• **Entries taken from a collection**:
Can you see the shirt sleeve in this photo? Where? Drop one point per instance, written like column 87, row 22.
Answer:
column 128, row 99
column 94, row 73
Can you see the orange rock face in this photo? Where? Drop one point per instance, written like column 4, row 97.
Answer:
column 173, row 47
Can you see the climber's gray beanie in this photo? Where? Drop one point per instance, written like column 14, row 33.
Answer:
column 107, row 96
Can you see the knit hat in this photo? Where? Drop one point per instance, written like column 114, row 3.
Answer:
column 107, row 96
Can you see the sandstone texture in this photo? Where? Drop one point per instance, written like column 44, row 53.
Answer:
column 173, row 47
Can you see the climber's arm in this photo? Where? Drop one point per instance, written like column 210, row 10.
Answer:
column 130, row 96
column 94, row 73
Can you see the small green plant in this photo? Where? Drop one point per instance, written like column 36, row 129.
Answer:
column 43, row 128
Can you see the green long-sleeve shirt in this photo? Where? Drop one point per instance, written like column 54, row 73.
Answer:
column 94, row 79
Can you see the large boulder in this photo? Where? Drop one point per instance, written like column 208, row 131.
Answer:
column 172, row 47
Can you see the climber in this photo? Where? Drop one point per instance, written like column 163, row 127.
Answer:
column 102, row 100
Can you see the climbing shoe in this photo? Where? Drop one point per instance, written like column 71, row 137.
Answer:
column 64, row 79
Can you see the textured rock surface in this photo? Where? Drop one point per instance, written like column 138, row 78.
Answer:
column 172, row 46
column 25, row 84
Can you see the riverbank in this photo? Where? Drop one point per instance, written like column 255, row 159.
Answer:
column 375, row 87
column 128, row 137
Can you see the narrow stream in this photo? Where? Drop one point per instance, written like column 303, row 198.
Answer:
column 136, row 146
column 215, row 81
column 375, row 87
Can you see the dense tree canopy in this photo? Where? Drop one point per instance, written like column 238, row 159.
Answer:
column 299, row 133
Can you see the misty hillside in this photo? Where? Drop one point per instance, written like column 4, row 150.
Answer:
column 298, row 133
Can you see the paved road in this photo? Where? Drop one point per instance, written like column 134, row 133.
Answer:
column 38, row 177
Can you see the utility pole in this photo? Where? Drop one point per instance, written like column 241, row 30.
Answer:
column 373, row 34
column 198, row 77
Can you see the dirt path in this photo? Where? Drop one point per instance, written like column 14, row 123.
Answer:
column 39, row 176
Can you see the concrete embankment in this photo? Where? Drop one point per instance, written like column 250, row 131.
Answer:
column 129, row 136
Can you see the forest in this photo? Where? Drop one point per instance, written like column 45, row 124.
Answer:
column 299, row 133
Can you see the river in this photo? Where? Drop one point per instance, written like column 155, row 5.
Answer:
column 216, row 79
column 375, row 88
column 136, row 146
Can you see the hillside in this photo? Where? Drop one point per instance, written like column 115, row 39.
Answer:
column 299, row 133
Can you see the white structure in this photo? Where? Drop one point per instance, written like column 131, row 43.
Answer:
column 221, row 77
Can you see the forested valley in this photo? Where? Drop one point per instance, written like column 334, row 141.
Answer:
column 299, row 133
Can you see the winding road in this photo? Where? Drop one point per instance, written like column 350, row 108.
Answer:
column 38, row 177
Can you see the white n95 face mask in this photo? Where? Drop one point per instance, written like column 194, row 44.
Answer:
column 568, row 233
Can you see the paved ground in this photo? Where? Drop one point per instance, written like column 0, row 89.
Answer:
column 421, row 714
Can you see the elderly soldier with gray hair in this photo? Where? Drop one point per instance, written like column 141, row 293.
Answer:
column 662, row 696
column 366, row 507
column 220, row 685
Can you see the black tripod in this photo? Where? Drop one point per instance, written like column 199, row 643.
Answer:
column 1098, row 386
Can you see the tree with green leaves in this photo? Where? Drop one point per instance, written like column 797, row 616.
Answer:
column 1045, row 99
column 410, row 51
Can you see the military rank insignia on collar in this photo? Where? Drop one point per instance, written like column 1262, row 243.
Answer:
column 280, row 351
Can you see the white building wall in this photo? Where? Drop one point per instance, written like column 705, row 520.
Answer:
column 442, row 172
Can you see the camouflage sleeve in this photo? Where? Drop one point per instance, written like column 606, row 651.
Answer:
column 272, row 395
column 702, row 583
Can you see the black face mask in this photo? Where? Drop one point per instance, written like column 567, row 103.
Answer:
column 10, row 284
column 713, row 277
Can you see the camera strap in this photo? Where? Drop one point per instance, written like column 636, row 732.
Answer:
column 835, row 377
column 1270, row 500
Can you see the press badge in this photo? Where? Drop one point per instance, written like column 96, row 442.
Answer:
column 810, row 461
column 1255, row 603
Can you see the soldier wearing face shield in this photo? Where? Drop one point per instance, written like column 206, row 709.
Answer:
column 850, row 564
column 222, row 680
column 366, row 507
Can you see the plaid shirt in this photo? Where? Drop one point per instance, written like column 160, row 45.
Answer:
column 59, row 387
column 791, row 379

• **To do**: Update every one of the records above so that "Drop one point per instance" reads "Mark one point for each instance", and leave all other wording as it is.

• **Answer to this problem**:
Can you see the shirt sleeve in this photo? Where? Mark one point for each instance, written like column 87, row 22.
Answer:
column 128, row 99
column 94, row 73
Can you see the orange rock face in this photo? Where? Mark one point for each instance, written like column 4, row 97.
Answer:
column 173, row 47
Can you see the climber's gray beanie in this photo? Where? Mark one point for each instance, written like column 14, row 33.
Answer:
column 107, row 96
Can you see the knit hat in this photo? Where? Mark one point for each instance, written like column 114, row 3.
Answer:
column 107, row 96
Can you see the sandstone texture in this photo? Where? Mark one point for each instance, written like column 44, row 53.
Answer:
column 173, row 47
Can you see the climber's arm in this photo? Where? Mark one point for each instance, written like column 210, row 10.
Answer:
column 130, row 96
column 94, row 73
Can you see the small green plant in this photo? Where? Mark one point for each instance, written like column 36, row 129.
Answer:
column 43, row 128
Can you see the green long-sleeve shirt in this photo? Where? Mark one point for each instance, written like column 54, row 73.
Answer:
column 94, row 79
Can you see the large boulder in this photo? Where? Mark one point for each instance, written like column 208, row 131.
Answer:
column 172, row 47
Can you see the climber in this photo? Where? Mark one point for each instance, written like column 163, row 127.
Answer:
column 102, row 100
Can you see the climbing shoe in this photo? Where? Mark one point for each instance, written like column 71, row 137.
Answer:
column 64, row 79
Can you see the textured rock surface in this photo? Where? Mark one point for each instance, written like column 138, row 78.
Answer:
column 172, row 46
column 25, row 84
Can you see the riverbank in this photo? Where? Mark one point for each instance, written like column 255, row 159.
Answer:
column 375, row 87
column 128, row 137
Can you see the narrow stream in this photo? Where? Mark one point for each instance, written like column 303, row 198.
Answer:
column 136, row 146
column 215, row 81
column 375, row 87
Can you see the dense tree canopy in this photo? Where? Mark one point for each instance, written like column 238, row 159.
Answer:
column 299, row 133
Can you see the misty hillside in this photo? Where? Mark one point for each instance, written like column 4, row 150.
Answer:
column 298, row 133
Can you see the paved road in this photo? Where? Mark one point for each instance, written like column 134, row 133.
Answer:
column 38, row 177
Can you see the utility pole in this photo? Where? Mark one point for each instance, written like column 241, row 30.
Answer:
column 373, row 34
column 198, row 77
Can you see the dirt path in this photo? Where? Mark one point for each instance, written like column 14, row 123.
Answer:
column 39, row 176
Can you see the concrete embankment in this photo? Where? Mark one point for each instance, written like column 250, row 131.
Answer:
column 129, row 136
Can you see the forest in this photo? Where? Mark one point for each instance, written like column 45, row 124.
Answer:
column 299, row 133
Can you see the river in this photo? Where? Mark one point for each instance, written like column 155, row 5.
Answer:
column 216, row 79
column 375, row 88
column 136, row 146
Can you see the hillside in this photo? Where? Mark one point for each instance, written like column 115, row 39.
Answer:
column 299, row 133
Can you see the white structure in this photo? Where? Mark one point for each instance, written like column 131, row 43.
Answer:
column 221, row 77
Can you see the forested valley in this photo? Where? Mark one point for each instance, written like column 334, row 141.
Answer:
column 299, row 133
Can you see the winding road in this photo? Where? Mark one point for each instance, written like column 350, row 108.
Answer:
column 38, row 177
Can you see the white n95 face mask in this photo? Where? Mark one point for each instance, written like column 194, row 44.
Answer:
column 568, row 233
Can you see the paved ground in this photo? Where? Mark one point for each instance, written like column 0, row 89.
Answer:
column 421, row 714
Can you see the elderly soldier with gray hair in this photo? Where? Mark one point for each instance, written like column 141, row 293.
Answer:
column 662, row 696
column 366, row 507
column 220, row 685
Can you see the black tripod in this photo? Where? Mark one point for each instance, written like column 199, row 643.
Answer:
column 1098, row 386
Can you see the tree with green leaves in this photo? Where? Mark one point for each instance, written like column 797, row 616.
Answer:
column 1045, row 99
column 410, row 51
Can you see the military rank insignia on collar in this photo? Where? Mark one point for each instance, written like column 1262, row 243.
Answer:
column 280, row 351
Can you see the white building wall in this photo? Where? Mark one point for each instance, written like column 705, row 520.
Answer:
column 442, row 172
Can you see the camouflage sleeve in this photo? Where? Mark one point for each instance, written like column 606, row 651.
Answer:
column 272, row 395
column 702, row 583
Can you see the black face mask in this photo? Where? Mark one point for each instance, written like column 567, row 103.
Answer:
column 10, row 284
column 713, row 277
Can you see the camera strap in this photo? Where? Mark one point for each instance, written like column 636, row 732.
Answer:
column 835, row 377
column 1270, row 500
Can you see the press badge in this photo? Where? Mark one point for each instance, written like column 96, row 442.
Answer:
column 810, row 461
column 1255, row 603
Can you see the soldier wearing face shield in this photo? Where? Mark one point for each instance, written like column 206, row 709.
Answer:
column 850, row 564
column 222, row 680
column 366, row 507
Can you see the plaid shirt in this photo? Where? Mark one point for each instance, written like column 160, row 45.
Answer:
column 59, row 387
column 791, row 379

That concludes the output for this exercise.